■ Excerpted text:
Storing the files under /private/var/folders/80/7d6cd1d13n9by5z92zm5q2mr0000gn/T/pytest-of-runner/pytest-0/test_dataset_for_text_tokens_d1
Setup started with fast_dev_run=False.
Setup finished in 0.001 seconds. Found 10 items to process.
Starting 2 workers with 10 items. The progress bar is only updated when a worker finishes.
Workers are ready ! Starting data processing...
Worker 1 is done.
----------------------------- Captured stderr call -----------------------------


Progress:   0%|          | 0/10 [00:00<?, ?it/s]
=========================== short test summary info ============================
FAILED tests/streaming/test_dataset.py::test_dataset_for_text_tokens_distributed_num_workers_end_to_end - RuntimeError: We found the following error Traceback (most recent call last):
  File "/Users/runner/work/litdata/litdata/src/litdata/processing/data_processor.py", line 435, in run
    self._setup()
  File "/Users/runner/work/litdata/litdata/src/litdata/processing/data_processor.py", line 444, in _setup
    self._create_cache()
  File "/Users/runner/work/litdata/litdata/src/litdata/processing/data_processor.py", line 511, in _create_cache
    os.makedirs(self.cache_data_dir, exist_ok=True)
  File "/Users/runner/hostedtoolcache/Python/3.9.19/x64/lib/python3.9/os.py", line 225, in makedirs
    mkdir(name, mode)
FileExistsError: [Errno 17] File exists: '/private/var/folders/80/7d6cd1d13n9by5z92zm5q2mr0000gn/T/pytest-of-runner/pytest-0/test_dataset_for_text_tokens_d1/cache'
.

Jul 19 '24 21:07 awaelchli

Hi, I also met a similar issue with num_workers > 1. How could we resolve it?

Jul 23 '24 07:07 hiyyg

I also found the issue happens when num_workers = 1. For now I can only run with num_workers = 0.

Jul 23 '24 07:07 hiyyg

I'm also experiencing this issue

[Errno 2] No such file or directory: '/tmp/[...]/chunk-0-0.bin'

This error goes away when I set my num_workers = 1

Jul 24 '24 16:07 BDannowitzHudl

It seems I can bypass this error with

os.environ["DATA_OPTIMIZER_CACHE_FOLDER"] = f"/tmp/{__name__}"

Jul 24 '24 16:07 hiyyg

For the second issue related to test_dataset_for_text_tokens_distributed_num_workers_end_to_end:

I think, this is only a weird bug.

[Stored entries]
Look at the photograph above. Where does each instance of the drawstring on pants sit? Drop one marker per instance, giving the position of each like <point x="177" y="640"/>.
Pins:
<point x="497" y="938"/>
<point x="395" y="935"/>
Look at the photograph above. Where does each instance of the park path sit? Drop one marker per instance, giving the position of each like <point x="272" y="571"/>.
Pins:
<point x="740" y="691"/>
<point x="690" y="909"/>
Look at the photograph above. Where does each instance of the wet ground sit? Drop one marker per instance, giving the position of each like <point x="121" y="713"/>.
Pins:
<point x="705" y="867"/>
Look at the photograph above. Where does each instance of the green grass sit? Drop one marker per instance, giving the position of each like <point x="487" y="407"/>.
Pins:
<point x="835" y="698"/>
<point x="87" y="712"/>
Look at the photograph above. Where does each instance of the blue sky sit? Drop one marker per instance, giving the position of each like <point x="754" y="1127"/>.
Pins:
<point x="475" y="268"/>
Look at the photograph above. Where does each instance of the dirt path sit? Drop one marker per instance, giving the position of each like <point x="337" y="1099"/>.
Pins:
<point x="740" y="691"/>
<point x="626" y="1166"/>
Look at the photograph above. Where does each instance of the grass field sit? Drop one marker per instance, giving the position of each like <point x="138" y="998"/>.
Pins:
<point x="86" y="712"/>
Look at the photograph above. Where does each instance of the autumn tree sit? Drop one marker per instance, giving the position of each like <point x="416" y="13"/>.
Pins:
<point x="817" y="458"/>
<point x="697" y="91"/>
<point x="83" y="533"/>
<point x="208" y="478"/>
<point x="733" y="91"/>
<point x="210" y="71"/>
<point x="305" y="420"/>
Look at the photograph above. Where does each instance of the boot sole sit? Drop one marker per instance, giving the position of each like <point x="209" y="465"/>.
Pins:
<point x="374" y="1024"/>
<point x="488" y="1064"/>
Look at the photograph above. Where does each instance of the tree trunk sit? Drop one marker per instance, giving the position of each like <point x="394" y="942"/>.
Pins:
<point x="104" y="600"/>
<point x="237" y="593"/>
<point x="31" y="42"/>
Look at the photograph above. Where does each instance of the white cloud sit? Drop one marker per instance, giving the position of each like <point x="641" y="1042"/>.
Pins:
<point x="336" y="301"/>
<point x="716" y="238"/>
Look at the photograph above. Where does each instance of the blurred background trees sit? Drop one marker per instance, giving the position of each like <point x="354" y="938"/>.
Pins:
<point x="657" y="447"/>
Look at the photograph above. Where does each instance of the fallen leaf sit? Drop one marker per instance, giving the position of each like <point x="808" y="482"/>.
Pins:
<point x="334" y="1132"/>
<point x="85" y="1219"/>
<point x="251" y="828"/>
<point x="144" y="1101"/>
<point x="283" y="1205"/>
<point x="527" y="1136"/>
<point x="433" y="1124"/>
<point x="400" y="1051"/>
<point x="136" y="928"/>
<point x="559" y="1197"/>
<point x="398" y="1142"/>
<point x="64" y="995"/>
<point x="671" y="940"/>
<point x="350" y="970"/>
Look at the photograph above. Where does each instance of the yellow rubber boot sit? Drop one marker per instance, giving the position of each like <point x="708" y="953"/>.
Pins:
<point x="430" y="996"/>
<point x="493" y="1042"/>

■ Your objective:
Answer these questions from the forum thread:
(a) What error, with its error number, ends the traceback for the failed test?
(b) With what num_workers value does BDannowitzHudl say the error goes away?
(c) Which environment variable does hiyyg set to bypass the error?

■ Finished task:
(a) FileExistsError: [Errno 17] File exists.
(b) num_workers = 1.
(c) DATA_OPTIMIZER_CACHE_FOLDER.